Exercise: According to the forum thread below on the S3 length method, what problem does defining a str method on the class at least fix?

Skip to content

[R-pkg-devel] S3 length method behavior

4 messages · Hadley Wickham, Barry Rowlingson, Nathan Wendt +1 more

#
I've found that it's a very bad idea to provide length or names
methods for just this reason.
Hadley
On Sat, Jan 30, 2016 at 1:25 PM, Nathan Wendt <nawendt84 at gmail.com> wrote:

  
    
#
On Tue, Feb 2, 2016 at 3:28 PM, Hadley Wickham <h.wickham at gmail.com> wrote:
Defining a str on your class will at least fix the out of bounds error:

Create a trivial S3 class:

 > z=list(1,22)
 > class(z)="foo"

length method looks at the second element:

 > length.foo=function(x){x[[2]]}
 > length(z)
[1] 22

 and str barfs:

 > str(z)
List of 22
 $ : num 1
 $ : num 22
 $ :Error in object[[i]] : subscript out of bounds

Define a str method:

 > str.foo=function(object,...){for(i in
1:length(unclass(object))){str(unclass(object[[i]]))}}
 > str(z)
 num 1
 num 22

BUT... the real problem is that S3 classes are seriously informal and
there's no concept of what methods you need to define on a class
because there's no concept of an "interface" that new classes have to
conform to. So stuff breaks, seemingly at random, and via action at a
distance. Somewhere something is going to expect z[[1]] to
z[[length(z)]] to exist, which is what the default str is doing...

+1 on Hadley - don't override any basic R structural methods, create
new ones with new names. You can make them more meaningful too. For
your example, maybe "messageCount(myObject)"?

Barry
#
After toying around with trying some of the suggested fixes, I have to
agree that it's more trouble than it is worth to add my own primitive
methods. It'll work just fine to move on and write my own methods. Thanks
to all for the explanations and suggestions.

On Tue, Feb 2, 2016 at 11:23 AM, Barry Rowlingson <
b.rowlingson at lancaster.ac.uk> wrote:

            

  
  
#

        
> On Tue, Feb 2, 2016 at 3:28 PM, Hadley Wickham <h.wickham at gmail.com> wrote:
>> I've found that it's a very bad idea to provide length or names
    >> methods for just this reason.

well, not quite, see below ..

    >>> After looking
    >>> for memory leaks and other errors I finally noticed that the str() on the
    >>> object of myClass looked odd. It returned something like this:
    >>> 
    >>> List of 82
    >>> $ file  : chr "my/file/location"
    >>> $ handle:<externalptr>
    >>> $ NA:
    >>> Error in object[[i]] : subscript out of bounds


    >>> My questions are, then, whether this behavior makes sense and what to do
    >>> about it. If I define my own str() method, will that fix it? I think I am
    >>> just misunderstanding what is going on with the methods I have defined.
    >>> Hopefully, someone can offer some clarity.

    > Defining a str on your class will at least fix the out of bounds error:

    > Create a trivial S3 class:

    >> z=list(1,22)
    >> class(z)="foo"

    > length method looks at the second element:

    >> length.foo=function(x){x[[2]]}
    >> length(z)
    > [1] 22

    > and str barfs:

    >> str(z)
    > List of 22
    > $ : num 1
    > $ : num 22
    > $ :Error in object[[i]] : subscript out of bounds

    > Define a str method:

    >> str.foo=function(object,...){for(i in
    > 1:length(unclass(object))){str(unclass(object[[i]]))}}
    >> str(z)

Location annotation dataset excerpts:
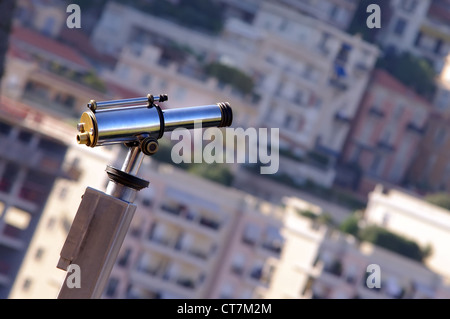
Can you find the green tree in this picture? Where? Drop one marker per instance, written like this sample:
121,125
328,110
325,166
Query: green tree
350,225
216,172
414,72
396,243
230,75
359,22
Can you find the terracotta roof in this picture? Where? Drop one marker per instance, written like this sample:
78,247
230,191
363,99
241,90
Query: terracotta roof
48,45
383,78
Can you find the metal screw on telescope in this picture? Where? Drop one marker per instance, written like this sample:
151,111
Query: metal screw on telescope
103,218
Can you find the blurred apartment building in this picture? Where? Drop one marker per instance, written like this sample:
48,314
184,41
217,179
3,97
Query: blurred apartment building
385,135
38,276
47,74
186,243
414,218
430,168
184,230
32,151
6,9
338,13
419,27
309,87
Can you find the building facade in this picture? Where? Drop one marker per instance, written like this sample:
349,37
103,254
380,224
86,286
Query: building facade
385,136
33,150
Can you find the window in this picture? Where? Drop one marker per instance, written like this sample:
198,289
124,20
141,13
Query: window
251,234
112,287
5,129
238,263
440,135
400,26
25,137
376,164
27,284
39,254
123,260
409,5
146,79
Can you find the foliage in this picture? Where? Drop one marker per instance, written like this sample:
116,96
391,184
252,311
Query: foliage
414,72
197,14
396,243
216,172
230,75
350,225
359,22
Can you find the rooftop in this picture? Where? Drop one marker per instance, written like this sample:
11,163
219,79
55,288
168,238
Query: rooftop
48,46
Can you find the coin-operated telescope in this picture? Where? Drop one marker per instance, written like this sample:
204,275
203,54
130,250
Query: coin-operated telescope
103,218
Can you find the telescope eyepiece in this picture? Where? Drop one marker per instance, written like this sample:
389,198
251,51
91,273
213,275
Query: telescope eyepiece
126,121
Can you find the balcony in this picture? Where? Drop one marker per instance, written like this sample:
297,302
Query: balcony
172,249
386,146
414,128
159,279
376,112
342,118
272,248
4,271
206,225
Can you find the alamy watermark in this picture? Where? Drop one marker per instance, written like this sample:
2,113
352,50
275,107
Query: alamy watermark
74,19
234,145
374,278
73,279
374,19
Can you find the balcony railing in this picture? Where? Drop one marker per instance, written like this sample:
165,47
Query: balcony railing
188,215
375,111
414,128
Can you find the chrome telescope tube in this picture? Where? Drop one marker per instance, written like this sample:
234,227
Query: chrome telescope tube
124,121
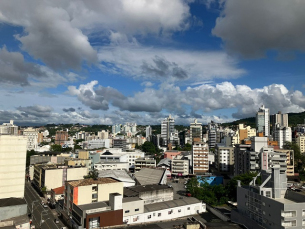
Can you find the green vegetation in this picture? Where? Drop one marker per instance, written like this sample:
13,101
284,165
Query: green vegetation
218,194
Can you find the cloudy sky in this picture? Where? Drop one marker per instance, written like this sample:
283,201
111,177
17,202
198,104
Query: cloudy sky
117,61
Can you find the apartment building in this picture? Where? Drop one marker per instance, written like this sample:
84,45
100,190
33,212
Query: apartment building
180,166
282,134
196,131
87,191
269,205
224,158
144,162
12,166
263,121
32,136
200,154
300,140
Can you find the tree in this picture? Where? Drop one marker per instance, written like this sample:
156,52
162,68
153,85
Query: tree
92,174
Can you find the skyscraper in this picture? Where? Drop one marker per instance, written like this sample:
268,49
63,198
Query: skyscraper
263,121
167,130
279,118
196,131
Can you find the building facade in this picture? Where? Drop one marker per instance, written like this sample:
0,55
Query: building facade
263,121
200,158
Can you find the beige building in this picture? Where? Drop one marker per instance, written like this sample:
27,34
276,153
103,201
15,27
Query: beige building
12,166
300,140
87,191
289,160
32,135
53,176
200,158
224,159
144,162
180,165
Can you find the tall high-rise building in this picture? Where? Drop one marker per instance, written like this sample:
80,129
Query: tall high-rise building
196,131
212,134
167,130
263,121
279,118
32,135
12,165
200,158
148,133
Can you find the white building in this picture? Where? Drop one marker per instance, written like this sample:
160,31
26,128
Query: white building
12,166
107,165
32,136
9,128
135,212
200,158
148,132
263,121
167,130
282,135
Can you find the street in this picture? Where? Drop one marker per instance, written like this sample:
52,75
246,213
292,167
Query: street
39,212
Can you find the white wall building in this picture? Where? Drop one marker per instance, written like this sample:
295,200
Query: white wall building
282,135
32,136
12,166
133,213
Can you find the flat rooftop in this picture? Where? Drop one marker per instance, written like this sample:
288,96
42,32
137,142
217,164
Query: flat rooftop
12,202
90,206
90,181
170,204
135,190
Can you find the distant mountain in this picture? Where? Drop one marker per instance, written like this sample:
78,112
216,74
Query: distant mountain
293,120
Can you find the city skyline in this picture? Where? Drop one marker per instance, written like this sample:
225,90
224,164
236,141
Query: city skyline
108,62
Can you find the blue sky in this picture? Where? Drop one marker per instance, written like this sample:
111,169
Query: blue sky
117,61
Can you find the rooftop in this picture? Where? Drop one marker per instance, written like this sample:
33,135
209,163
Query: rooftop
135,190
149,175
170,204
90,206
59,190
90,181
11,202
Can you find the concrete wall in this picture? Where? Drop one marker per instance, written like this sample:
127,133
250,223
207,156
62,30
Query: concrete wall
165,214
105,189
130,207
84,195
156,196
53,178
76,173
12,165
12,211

--

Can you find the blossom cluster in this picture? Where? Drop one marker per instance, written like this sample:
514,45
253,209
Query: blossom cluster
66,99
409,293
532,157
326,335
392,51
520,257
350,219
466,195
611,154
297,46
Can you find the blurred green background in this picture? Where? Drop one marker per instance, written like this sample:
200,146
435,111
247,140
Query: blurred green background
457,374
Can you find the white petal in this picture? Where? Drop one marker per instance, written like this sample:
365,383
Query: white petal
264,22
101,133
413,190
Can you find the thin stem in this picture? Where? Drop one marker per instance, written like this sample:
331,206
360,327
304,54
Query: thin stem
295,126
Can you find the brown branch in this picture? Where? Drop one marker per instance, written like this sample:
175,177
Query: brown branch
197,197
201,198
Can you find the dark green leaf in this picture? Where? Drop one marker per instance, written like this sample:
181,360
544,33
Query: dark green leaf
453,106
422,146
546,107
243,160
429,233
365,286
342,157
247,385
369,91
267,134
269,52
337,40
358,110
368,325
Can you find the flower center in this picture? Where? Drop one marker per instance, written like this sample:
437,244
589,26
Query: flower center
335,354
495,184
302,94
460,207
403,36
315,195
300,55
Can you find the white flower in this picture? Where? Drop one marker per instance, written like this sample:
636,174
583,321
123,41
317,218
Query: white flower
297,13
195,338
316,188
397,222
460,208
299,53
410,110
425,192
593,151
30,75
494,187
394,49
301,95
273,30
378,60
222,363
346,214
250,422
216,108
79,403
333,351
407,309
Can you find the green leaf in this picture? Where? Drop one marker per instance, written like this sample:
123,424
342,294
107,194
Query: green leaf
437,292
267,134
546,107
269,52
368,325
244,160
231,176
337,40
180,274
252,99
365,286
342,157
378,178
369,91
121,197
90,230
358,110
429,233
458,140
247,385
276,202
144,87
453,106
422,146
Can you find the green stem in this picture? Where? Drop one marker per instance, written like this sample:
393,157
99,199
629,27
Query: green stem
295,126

Completed task: The out of bounds error.